▶

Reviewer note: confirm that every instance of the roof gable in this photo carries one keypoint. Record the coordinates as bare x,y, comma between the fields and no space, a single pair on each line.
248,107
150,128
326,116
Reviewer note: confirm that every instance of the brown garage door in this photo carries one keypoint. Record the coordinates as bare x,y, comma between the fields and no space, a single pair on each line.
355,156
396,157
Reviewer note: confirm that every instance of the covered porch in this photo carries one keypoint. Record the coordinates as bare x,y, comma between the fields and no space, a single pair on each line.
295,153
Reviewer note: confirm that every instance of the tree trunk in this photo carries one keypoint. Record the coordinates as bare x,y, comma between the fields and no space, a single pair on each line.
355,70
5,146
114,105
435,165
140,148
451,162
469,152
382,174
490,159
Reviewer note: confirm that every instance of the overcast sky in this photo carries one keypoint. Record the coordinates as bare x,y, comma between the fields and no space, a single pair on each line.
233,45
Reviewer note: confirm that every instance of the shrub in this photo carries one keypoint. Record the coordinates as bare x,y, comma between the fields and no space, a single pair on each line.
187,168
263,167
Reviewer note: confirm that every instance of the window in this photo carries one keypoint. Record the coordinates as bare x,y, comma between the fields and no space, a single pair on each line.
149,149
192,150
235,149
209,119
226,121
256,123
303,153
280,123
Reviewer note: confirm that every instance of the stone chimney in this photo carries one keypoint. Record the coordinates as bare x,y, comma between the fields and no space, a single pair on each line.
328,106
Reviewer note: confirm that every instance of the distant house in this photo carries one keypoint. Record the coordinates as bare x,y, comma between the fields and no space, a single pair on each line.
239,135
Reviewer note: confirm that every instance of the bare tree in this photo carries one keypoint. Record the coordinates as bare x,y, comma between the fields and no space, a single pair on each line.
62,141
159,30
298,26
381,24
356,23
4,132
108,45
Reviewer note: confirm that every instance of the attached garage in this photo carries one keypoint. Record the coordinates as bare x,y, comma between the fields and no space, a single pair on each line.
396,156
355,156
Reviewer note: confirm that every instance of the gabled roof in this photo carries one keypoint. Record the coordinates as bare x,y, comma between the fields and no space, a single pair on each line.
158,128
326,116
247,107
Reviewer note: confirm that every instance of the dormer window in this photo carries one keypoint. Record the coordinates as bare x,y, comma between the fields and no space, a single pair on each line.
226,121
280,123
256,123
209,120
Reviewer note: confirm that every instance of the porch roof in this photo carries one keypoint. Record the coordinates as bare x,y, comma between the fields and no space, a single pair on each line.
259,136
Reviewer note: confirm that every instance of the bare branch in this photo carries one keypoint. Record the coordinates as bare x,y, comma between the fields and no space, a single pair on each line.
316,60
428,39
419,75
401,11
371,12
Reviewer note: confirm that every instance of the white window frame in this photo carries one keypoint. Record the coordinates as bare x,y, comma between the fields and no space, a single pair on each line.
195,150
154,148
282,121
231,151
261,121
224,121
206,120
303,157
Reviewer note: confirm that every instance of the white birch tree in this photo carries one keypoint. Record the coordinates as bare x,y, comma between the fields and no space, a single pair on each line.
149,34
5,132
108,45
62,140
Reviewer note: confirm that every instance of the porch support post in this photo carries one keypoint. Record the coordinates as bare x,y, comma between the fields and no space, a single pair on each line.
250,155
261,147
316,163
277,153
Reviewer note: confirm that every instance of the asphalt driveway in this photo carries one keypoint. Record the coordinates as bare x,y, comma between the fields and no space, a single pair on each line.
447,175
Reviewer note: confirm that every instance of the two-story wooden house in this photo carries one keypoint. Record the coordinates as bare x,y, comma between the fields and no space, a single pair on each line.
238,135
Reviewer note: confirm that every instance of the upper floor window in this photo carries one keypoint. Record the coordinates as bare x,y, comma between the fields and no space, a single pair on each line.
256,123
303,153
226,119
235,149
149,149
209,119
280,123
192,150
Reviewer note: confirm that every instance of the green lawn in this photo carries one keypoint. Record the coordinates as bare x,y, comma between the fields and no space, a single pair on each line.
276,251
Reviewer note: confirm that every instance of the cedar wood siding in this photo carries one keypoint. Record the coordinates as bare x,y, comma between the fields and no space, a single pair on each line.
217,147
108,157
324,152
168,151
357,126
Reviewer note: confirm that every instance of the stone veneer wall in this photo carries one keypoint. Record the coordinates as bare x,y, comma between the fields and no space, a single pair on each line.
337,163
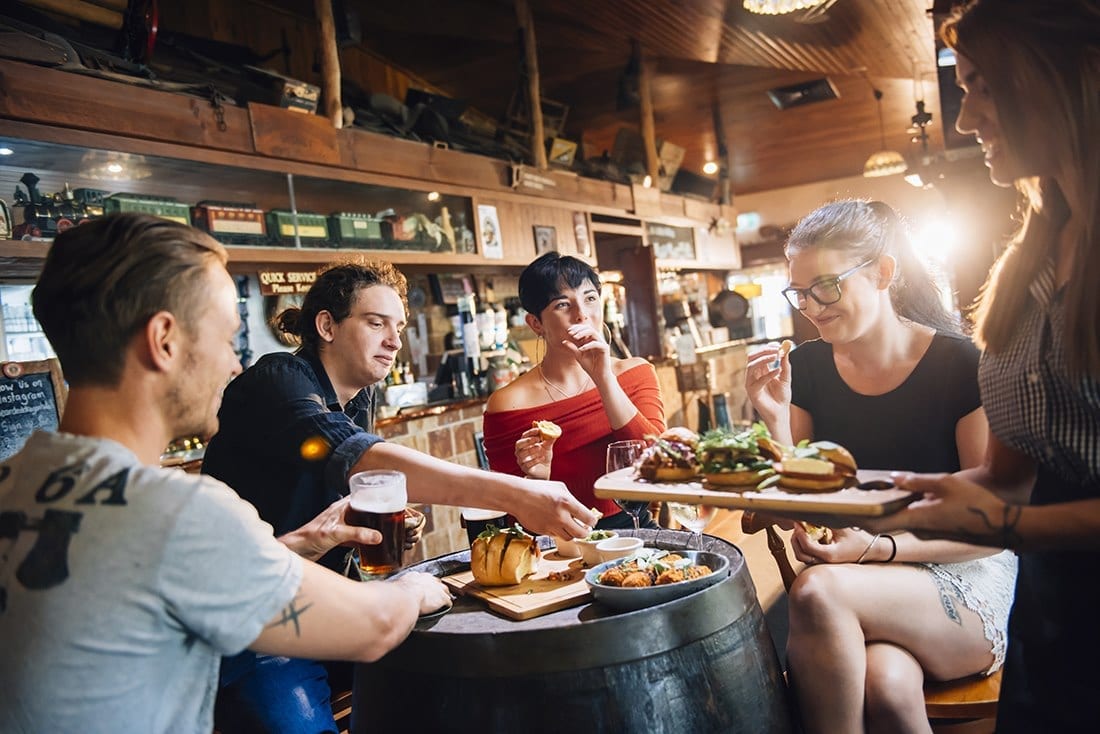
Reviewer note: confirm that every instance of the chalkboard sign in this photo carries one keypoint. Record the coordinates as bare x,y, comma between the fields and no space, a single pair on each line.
671,242
32,396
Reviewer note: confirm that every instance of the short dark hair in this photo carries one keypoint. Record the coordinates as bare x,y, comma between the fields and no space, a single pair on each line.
333,292
548,276
103,280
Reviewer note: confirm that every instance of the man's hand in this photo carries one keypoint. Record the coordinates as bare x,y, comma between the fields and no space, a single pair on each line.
328,530
548,507
431,592
953,508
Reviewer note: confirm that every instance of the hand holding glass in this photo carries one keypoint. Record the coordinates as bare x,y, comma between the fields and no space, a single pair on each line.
377,501
622,455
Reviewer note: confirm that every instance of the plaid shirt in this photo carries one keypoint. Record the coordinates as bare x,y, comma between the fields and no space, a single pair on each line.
1033,404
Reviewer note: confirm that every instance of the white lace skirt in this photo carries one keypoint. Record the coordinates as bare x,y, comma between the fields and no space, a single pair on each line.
986,587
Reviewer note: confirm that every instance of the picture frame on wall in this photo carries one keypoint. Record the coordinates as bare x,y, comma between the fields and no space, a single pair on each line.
546,239
488,226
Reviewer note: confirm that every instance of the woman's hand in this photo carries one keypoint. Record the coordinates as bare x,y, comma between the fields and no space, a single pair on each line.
534,455
591,351
846,546
768,386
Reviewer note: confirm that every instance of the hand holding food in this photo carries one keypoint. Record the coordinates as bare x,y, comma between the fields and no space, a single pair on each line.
501,558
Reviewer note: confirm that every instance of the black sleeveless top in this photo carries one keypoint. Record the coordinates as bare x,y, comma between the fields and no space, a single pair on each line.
912,427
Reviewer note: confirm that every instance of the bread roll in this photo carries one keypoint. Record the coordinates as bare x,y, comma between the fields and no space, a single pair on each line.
502,558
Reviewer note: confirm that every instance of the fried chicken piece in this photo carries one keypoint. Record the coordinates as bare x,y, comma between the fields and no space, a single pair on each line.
613,577
637,579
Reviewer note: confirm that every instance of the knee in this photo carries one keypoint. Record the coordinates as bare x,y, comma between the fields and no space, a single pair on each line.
893,693
815,594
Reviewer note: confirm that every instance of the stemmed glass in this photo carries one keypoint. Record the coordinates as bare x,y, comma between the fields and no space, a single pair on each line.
694,517
622,455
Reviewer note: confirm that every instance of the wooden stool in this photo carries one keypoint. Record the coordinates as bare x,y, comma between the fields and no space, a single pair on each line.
965,705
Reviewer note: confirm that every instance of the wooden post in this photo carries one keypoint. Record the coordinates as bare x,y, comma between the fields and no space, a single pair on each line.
330,63
648,128
538,134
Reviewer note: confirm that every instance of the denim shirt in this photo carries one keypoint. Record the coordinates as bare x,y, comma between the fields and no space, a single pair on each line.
285,444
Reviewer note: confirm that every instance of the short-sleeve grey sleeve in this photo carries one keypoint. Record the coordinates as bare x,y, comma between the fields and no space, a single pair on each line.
224,576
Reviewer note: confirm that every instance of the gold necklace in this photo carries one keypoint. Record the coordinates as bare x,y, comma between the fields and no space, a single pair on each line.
561,392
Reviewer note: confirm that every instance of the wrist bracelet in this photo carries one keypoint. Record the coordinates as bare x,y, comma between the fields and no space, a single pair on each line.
893,547
868,548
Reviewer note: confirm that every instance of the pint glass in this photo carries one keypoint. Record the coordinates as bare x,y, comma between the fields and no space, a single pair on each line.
377,501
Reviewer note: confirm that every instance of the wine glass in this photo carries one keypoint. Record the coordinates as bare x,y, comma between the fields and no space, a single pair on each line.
622,455
694,517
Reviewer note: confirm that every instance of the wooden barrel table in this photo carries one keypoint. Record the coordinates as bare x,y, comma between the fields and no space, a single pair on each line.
703,663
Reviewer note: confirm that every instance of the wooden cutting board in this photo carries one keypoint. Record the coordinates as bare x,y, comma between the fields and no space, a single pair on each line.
532,596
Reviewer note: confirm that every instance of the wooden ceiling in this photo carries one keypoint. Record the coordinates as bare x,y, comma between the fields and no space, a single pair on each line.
705,54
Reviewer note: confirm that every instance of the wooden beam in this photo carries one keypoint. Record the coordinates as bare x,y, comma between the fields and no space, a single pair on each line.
80,10
530,52
330,63
648,128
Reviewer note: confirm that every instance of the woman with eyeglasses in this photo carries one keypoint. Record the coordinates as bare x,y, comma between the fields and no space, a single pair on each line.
894,381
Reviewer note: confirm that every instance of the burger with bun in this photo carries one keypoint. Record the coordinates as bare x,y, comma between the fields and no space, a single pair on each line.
816,467
671,457
503,558
740,460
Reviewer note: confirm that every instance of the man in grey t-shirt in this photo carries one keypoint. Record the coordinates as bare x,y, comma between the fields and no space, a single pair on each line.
121,584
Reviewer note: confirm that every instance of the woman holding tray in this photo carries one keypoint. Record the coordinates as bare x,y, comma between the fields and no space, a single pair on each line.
894,382
594,397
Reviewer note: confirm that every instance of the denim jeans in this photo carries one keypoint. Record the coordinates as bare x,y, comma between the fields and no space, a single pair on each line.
264,694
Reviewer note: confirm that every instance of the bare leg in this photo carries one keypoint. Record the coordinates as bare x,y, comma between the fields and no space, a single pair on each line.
835,611
894,698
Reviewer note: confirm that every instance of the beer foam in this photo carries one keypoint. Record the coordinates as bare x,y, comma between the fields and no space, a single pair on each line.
377,491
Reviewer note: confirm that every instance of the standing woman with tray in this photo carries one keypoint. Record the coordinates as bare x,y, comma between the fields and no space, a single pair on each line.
894,382
1031,78
579,385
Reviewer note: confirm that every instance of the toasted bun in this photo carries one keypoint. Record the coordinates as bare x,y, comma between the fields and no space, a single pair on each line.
548,430
827,483
681,434
504,559
840,457
743,479
673,474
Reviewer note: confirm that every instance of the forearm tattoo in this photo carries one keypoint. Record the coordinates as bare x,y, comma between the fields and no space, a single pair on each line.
1003,534
292,613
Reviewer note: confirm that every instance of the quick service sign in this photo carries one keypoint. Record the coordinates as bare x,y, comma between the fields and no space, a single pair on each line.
282,283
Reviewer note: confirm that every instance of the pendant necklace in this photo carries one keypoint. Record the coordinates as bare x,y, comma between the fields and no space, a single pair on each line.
561,392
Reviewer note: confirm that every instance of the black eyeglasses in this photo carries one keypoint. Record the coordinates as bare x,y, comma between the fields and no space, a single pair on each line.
825,291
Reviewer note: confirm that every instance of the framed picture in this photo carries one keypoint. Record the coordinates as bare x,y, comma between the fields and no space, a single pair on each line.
546,239
490,227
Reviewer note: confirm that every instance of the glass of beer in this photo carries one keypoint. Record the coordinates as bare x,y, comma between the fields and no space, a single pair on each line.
377,501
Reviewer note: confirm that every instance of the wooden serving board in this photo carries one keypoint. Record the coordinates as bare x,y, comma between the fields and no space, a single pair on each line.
532,596
849,503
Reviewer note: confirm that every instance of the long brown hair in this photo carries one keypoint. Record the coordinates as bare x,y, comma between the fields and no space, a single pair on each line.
1043,56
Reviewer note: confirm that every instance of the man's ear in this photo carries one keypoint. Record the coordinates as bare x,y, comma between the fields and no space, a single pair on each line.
325,324
888,271
161,339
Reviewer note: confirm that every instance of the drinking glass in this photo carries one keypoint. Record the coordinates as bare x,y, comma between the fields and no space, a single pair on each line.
622,455
694,517
377,501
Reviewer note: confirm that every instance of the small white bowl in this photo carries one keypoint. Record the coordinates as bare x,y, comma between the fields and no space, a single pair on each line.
587,548
614,548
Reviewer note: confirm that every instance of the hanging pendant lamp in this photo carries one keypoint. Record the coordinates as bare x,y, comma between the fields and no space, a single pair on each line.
884,162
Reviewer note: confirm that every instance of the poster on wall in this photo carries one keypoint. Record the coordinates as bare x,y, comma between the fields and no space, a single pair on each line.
490,226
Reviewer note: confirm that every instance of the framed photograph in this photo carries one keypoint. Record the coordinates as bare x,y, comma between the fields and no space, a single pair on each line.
546,239
488,225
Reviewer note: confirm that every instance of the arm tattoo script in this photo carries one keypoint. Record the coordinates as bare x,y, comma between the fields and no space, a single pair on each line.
292,613
1009,537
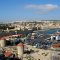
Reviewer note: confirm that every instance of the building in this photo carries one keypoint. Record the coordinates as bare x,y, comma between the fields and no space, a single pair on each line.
55,51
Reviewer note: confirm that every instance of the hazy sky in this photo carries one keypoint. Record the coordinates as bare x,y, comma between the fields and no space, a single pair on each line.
15,10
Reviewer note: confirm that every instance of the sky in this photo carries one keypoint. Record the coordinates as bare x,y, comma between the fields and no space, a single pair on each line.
29,10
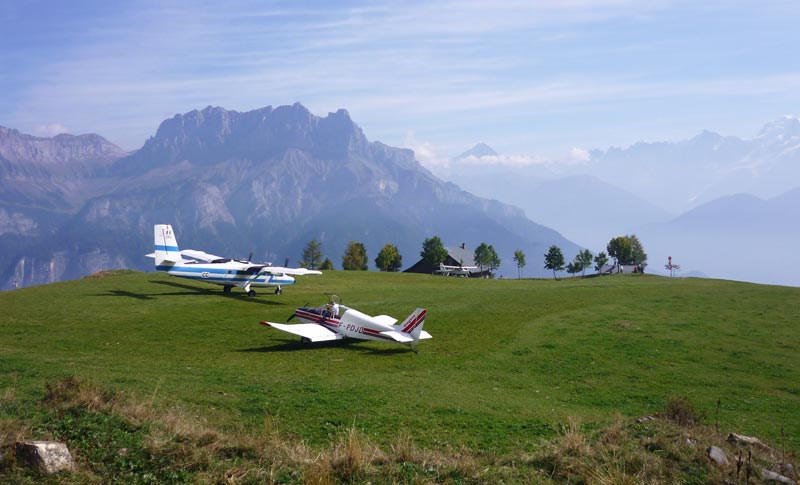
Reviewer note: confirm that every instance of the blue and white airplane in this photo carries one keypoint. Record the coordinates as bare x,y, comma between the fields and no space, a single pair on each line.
216,269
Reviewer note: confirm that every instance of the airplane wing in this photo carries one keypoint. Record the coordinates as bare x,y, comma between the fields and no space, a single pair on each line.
311,331
278,270
403,337
398,336
200,255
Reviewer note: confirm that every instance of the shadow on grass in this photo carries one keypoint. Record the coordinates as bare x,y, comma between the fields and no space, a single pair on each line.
349,344
192,291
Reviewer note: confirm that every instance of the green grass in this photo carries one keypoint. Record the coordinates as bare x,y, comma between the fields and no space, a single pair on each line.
510,360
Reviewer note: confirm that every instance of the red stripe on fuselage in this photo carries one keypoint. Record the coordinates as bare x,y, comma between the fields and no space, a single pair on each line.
415,322
317,318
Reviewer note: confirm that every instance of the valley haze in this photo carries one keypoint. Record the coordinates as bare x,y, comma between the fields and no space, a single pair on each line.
549,87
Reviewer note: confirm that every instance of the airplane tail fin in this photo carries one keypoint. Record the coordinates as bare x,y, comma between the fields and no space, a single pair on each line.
167,251
413,325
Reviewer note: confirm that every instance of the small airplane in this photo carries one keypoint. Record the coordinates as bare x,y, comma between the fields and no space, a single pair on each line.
335,321
462,271
216,269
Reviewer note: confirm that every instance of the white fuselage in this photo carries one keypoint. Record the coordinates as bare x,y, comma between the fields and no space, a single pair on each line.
352,323
229,273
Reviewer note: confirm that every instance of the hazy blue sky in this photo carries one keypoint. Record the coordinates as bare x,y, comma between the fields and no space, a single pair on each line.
537,78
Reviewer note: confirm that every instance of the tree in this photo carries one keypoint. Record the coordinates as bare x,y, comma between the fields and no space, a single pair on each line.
519,258
672,267
574,267
638,256
486,257
554,260
619,248
481,256
355,257
433,251
389,259
627,250
585,258
599,261
493,259
312,255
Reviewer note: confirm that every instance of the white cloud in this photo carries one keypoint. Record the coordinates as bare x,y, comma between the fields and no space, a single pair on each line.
425,153
578,156
52,129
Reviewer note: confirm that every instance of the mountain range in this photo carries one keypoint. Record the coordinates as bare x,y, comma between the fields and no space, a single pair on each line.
722,206
264,182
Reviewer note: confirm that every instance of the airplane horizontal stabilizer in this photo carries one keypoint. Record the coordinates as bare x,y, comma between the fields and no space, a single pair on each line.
398,336
311,331
278,270
384,320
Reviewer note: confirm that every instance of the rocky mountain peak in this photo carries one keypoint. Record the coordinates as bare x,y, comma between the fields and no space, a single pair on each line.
205,136
59,150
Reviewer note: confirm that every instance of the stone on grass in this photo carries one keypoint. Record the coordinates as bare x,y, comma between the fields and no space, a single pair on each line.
717,455
47,456
771,476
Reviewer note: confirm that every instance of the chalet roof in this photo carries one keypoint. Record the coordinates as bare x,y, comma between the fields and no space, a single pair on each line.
461,256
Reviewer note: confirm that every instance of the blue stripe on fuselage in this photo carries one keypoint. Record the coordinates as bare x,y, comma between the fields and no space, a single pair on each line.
221,275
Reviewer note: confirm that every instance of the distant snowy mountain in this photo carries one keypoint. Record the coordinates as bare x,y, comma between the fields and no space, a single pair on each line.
736,197
738,237
265,181
681,175
479,150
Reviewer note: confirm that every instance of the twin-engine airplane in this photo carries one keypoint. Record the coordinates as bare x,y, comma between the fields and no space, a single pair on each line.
324,323
216,269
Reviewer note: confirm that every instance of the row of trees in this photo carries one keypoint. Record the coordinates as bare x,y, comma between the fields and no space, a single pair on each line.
354,258
434,253
626,250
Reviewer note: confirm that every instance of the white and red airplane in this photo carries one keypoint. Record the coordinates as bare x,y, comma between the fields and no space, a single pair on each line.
335,322
216,269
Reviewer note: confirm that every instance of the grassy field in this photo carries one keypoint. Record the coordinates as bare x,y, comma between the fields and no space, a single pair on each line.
510,360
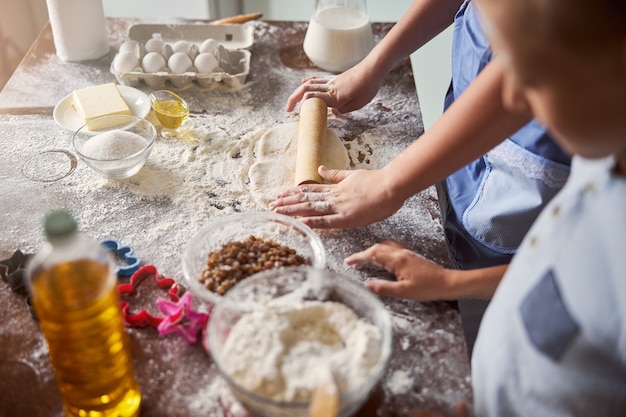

◀

## TASK GOAL
Leave the pictures aside and transcribe only the lines from the one holding "Reviewer note: confirm that every instance of the twin-engine" through the final line of the records above.

## RESPONSE TO THE EXERCISE
Reviewer note: confirm that every instance of the twin-engine airplane in this photo carries one keypoint. Record the coordinates as bare x,y, comma between the fields and no space, a single pair on each line.
324,323
216,269
Reviewer note: confirm that every instance of the row of trees in this photo carries one keypoint. Record the coordinates as bare x,y, comma between the fields and no space, a single pair on each line.
354,258
434,253
626,250
Reviewer note: confirm that every instance of the white and red airplane in this photo carries one keypoint. Record the coordinates as bare x,y, comma between the fields and no space, a single pair on each line.
335,322
216,269
Reviewer note: confirm that every instance of the grassy field in this photo carries one keypoint. Record the coordinates as bare x,y, comma between the fields and no space, a single pair on each line.
510,360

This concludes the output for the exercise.